(PROVIDED TEXT):
November 1, 2017—The Centers for Medicare & Medicaid Services late today published a final Outpatient Prospective Payment System (OPPS) regulation that cuts Medicare Part B drug reimbursement to hospitals in the 340B drug discount program for separately payable drugs by nearly 30 percent, from average sales price (ASP) plus 6 percent to ASP minus 22.5 percent. The reduction takes effect Jan. 1, 2018. The cut does not affect critical access hospitals, which are not paid under the OPPS. In a change from the proposed rule, the payment reduction will not apply to rural sole community hospitals, children’s hospitals, and PPS-exempt cancer hospitals. In short, the payment reduction applies to hospitals enrolled in 340B as disproportionate share (DSH) hospitals and rural referral centers (RRC).
Cutting 340B hospitals’ Part B reimbursement will “harm patients, raise the cost of prescription drugs, and undermine the vital safety net providers across the country that serve low-income and other vulnerable populations,” 340B Health President and Chief Executive Officer Ted Slafsky said. The group represents more than 1,300 hospitals and health systems in the 340B program.
“CMS is taking an unprecedented action that will harm patient care,” Slafsky said. “340B Health will examine all available options to reverse this ill-considered policy including working with Congress, where a bipartisan majority of both houses has expressed serious concern about the payment cut. We will also examine legal options, given that the payment reduction undermines Congressional intent behind the 340B program and CMS does not have the authority to target 340B hospitals for reduced payment rates.”
A bipartisan majority of U.S. House members asked CMS not to cut the hospital payments and a bipartisan majority of U.S. Senate members urged it to consider hospitals’ concerns.
CMS estimates that the final rule will reduce hospitals’ Medicare Part B drug reimbursement by $1.6 billion, higher than the $900 million estimate in the proposed rule. Consistent with CMS’s proposal, CMS will redistribute the “savings” to payment under the OPPS for non-drug items and services to all hospitals, including non-340B hospitals. CMS says it “may revisit the alternative 340B drug payment methodology in [calendar year] 2019 rulemaking.”
The final rule also establishes two modifiers to identify 340B drugs billed under the OPPS— one for 340B hospitals that are subject to the payment reduction and a separate informational modifier for 340B hospitals not subject to the payment reduction. Hospitals must begin using the modifiers effective Jan. 1, 2018.
CMS said in the regulation’s preamble that the ASP minus 22.5 percent reimbursement rate “is an amount that allows hospitals to retain a profit on these drugs for use in the care of low-income and uninsured patients.” It said it is concerned that current Medicare payments for drugs acquired under the 340B program “are well in excess” of hospitals’ overhead and acquisition costs. It also said that cutting 340B hospitals’ Part B reimbursement would let the Medicare program and Medicare beneficiaries pay less for drugs.
“Further, to the extent that studies have found that 340B participating hospitals tend to use more high-cost drugs, we believe that this proposal helps address the incentive for hospitals to utilize these drugs in this manner solely for financial reasons,” CMS said.

(DATA TO EXAMINE):

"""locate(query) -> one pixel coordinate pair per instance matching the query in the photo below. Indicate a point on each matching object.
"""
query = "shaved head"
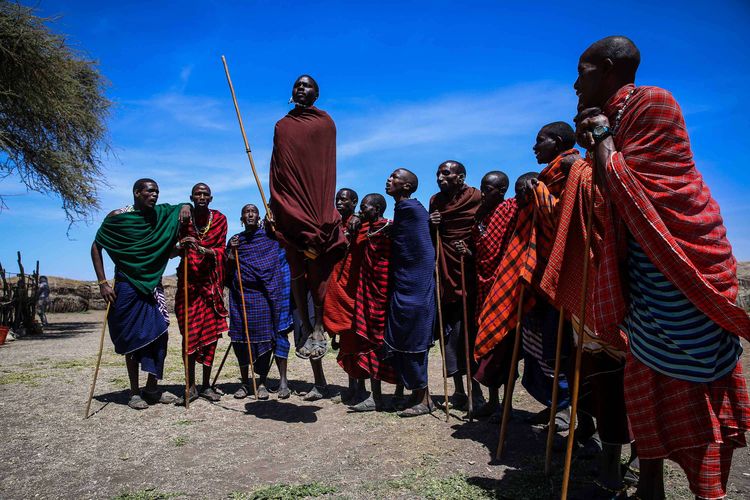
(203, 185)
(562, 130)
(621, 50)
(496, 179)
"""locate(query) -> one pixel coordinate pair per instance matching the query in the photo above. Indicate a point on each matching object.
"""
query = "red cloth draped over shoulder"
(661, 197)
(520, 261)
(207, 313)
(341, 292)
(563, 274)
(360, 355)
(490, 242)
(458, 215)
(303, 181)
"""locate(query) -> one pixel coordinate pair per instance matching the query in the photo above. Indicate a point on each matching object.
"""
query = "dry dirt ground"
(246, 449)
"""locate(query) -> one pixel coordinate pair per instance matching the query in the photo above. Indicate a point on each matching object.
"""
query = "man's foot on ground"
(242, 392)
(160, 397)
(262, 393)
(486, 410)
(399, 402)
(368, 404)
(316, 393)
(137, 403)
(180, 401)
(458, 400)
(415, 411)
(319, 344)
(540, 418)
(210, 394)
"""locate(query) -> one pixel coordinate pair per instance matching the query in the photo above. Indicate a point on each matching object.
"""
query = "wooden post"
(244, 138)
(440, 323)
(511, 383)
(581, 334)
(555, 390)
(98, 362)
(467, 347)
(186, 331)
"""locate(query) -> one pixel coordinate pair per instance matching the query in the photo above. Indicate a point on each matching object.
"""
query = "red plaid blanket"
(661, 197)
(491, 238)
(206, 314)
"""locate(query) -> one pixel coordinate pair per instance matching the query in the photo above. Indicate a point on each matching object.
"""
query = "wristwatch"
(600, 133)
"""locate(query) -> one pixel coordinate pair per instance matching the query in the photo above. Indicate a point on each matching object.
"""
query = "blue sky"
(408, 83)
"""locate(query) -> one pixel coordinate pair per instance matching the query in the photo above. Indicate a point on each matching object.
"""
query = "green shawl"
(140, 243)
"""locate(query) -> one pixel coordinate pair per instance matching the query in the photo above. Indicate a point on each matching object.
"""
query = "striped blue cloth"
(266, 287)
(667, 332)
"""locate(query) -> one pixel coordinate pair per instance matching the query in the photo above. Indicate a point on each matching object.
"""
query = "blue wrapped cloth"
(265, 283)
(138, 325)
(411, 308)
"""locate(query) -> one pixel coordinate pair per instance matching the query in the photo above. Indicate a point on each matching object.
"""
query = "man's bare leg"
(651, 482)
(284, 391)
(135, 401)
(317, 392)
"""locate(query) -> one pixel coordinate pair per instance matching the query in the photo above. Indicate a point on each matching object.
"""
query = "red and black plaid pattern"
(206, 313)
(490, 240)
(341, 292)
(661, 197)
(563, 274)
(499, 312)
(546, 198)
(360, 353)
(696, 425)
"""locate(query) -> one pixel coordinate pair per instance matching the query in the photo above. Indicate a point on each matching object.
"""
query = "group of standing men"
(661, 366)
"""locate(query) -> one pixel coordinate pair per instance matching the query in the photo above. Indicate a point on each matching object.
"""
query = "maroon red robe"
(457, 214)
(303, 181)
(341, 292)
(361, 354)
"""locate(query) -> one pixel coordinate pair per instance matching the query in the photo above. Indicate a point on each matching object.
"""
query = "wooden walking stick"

(YOUR GOAL): For each statement below, say whether it agrees with the 340B payment article above, answering yes or no and quoting the deciding words of the article. 1. The payment reduction applies to children's hospitals. 2. CMS's final-rule estimate of the cut to Part B drug reimbursement is larger than its estimate in the proposed rule. 3. Hospitals must begin using the new 340B modifiers in 2019.

(YOUR RESPONSE):
1. No: "the payment reduction will not apply to rural sole community hospitals, children’s hospitals, and PPS-exempt cancer hospitals"
2. Yes: "$1.6 billion, higher than the $900 million estimate in the proposed rule"
3. No: "Hospitals must begin using the modifiers effective Jan. 1, 2018."